__Text provided__:
============================================================

I still cannot see how this would give us back cheap equality tests for
prim patches in the implementation of RepoPatchV3.

BTW, one optimization of the on-disk representation that would be
minimally invasive and even serve as a possible first step toward the
more far-reaching changes discussed above, is to eliminate the
PrimPatchIds for unconflicted patches and just re-calculate them when
reading the patch.
msg20886 (view) Author: ganesh Date: 2019-07-07.11:37:04
(Sorry for the delay in following up on this)

On 15/06/2019 15:01, Ben Franksen wrote:
> 
> Ben Franksen <ben.franksen@online.de> added the comment:
> 
>>> Again, certainly possible. But remember that the PrimPatchId is
>>> part of the on-disk representation. Using the full meta-data
>>> would make patches quite a bit larger, slowing down read and
>>> write of patches and also equality tests. And since we read 
>>> PrimPatchIds from disk, we cannot (at least not automatically) 
>>> share equal PrimPatchIds in memory, so memory requirements
>>> would also go up significantly.
>>
>> Yeah. I was thinking that the on-disk representation could elide the 
>> PrimPatchId when it's the same as that of the containing patch, so
>> it'd only be needed for conflicts.
>>
>> When reading patches, this would also implicitly mean we get back 
>> most of the sharing.
>>
>> A pointer is smaller than a SHA1, so this would be a win for the
>> non-conflicting case.
> 
> Okay, this would solve the space issue (on disk and in memory), assuming
> the repo doesn't contain too many conflicted patches.
> 
>> We could also choose to use hash-consing to get back sharing for
>> the conflicting case, at the cost of some speed when reading, and
>> extra code complexity in reading patches.
> 
> Let me flesh that out a bit and please correct me if I misunderstood:
> 
> So the idea here is to use a global (per repo) lookup table from SHA1
> hashes to meta-data. That would allow us to use the optimized on-disk
> representation for Conflictors, too, i.e. the current one base on
> PrimPatchId, but use the real meta-data in a shared way in memory.
> Access to this table is of course impure, we would need to hide the
> necessary unsafePerformIO stuff behind some hopefully semantically pure
> abstraction.

Yes. It doesn't necessarily need to be a global with unsafePerformIO, we
could just thread it around when parsing a repo if we don't want to have
perfect sharing all the time.

> I still cannot see how this would give us back cheap equality tests for
> prim patches in the implementation of RepoPatchV3.

============================================================

__Dataset entries__:

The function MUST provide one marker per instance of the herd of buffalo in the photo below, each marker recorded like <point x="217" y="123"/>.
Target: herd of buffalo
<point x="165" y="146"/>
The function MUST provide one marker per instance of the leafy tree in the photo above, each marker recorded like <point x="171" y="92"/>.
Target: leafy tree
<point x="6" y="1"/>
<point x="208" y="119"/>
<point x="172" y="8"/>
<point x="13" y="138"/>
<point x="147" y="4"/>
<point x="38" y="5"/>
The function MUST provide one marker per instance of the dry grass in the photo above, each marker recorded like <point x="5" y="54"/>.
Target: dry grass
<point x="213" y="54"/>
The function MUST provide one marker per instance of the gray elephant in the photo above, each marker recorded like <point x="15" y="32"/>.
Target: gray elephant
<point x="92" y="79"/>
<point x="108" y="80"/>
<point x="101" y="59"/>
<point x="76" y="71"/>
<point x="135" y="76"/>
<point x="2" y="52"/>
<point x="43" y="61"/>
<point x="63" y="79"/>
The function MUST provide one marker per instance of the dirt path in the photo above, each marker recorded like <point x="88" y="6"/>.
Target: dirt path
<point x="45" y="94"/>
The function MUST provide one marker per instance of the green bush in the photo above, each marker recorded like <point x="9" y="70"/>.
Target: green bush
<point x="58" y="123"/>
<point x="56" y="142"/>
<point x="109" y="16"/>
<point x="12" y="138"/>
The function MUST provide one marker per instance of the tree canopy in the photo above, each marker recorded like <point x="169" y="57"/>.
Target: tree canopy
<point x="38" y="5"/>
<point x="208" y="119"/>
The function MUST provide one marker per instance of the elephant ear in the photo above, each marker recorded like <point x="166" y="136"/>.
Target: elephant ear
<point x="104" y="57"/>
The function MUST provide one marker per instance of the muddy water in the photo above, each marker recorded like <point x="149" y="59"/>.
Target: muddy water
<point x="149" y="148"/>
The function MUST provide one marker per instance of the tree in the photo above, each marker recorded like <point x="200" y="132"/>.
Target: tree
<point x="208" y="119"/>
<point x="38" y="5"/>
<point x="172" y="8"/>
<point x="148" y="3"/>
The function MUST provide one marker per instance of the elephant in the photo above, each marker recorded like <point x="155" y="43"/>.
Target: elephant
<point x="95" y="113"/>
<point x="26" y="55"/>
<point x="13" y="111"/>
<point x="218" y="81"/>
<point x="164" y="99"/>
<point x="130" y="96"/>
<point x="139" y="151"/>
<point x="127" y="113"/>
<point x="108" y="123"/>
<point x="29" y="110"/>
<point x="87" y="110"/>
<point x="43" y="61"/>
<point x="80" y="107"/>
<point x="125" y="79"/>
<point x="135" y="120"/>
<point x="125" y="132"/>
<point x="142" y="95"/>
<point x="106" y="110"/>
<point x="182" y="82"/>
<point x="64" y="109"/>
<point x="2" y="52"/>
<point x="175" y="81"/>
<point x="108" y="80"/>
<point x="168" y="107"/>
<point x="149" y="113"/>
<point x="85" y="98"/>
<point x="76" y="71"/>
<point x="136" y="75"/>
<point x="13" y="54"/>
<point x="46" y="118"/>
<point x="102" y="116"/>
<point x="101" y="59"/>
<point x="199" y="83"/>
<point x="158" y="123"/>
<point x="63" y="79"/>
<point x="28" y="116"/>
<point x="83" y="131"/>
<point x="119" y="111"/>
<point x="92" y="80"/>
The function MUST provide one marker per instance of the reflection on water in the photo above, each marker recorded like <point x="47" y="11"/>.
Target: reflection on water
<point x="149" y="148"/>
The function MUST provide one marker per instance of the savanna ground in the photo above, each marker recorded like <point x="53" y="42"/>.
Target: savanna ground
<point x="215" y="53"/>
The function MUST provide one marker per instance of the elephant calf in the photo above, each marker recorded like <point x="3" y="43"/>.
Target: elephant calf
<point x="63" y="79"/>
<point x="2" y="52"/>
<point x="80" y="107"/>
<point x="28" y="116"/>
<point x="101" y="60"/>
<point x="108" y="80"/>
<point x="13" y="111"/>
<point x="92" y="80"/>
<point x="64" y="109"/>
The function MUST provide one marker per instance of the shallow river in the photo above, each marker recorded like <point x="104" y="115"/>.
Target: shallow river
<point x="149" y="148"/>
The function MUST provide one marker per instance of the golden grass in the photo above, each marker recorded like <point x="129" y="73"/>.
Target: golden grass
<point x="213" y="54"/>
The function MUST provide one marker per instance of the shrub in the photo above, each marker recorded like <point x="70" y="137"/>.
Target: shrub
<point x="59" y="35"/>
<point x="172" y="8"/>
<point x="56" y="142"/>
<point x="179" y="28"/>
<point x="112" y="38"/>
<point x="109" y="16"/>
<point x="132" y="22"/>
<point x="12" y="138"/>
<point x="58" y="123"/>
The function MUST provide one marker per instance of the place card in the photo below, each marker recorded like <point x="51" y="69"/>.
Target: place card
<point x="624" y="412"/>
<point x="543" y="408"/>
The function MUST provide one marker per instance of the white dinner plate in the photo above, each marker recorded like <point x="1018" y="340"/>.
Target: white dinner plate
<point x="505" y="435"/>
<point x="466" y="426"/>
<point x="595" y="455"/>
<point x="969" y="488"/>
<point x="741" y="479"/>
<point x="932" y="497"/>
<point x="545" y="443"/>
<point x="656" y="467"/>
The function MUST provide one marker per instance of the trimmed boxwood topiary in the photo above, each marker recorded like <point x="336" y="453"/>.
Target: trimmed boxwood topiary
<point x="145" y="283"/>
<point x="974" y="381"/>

============================================================

__Tasks and exercises__:
[1] Echo the passage of the text on patch representation from "On 15/06/2019 15:01, Ben" up to and including "least not automatically)".
[2] Render this sentence from the text on patch representation in Spanish: "A pointer is smaller than a SHA1, so this would be a win for the non-conflicting case."

__Answers given__:
[1]
On 15/06/2019 15:01, Ben Franksen wrote:
> 
> Ben Franksen <ben.franksen@online.de> added the comment:
> 
>>> Again, certainly possible. But remember that the PrimPatchId is
>>> part of the on-disk representation. Using the full meta-data
>>> would make patches quite a bit larger, slowing down read and
>>> write of patches and also equality tests. And since we read 
>>> PrimPatchIds from disk, we cannot (at least not automatically)

[2] Un puntero es más pequeño que un SHA1, así que esto supondría una ventaja para el caso sin conflictos.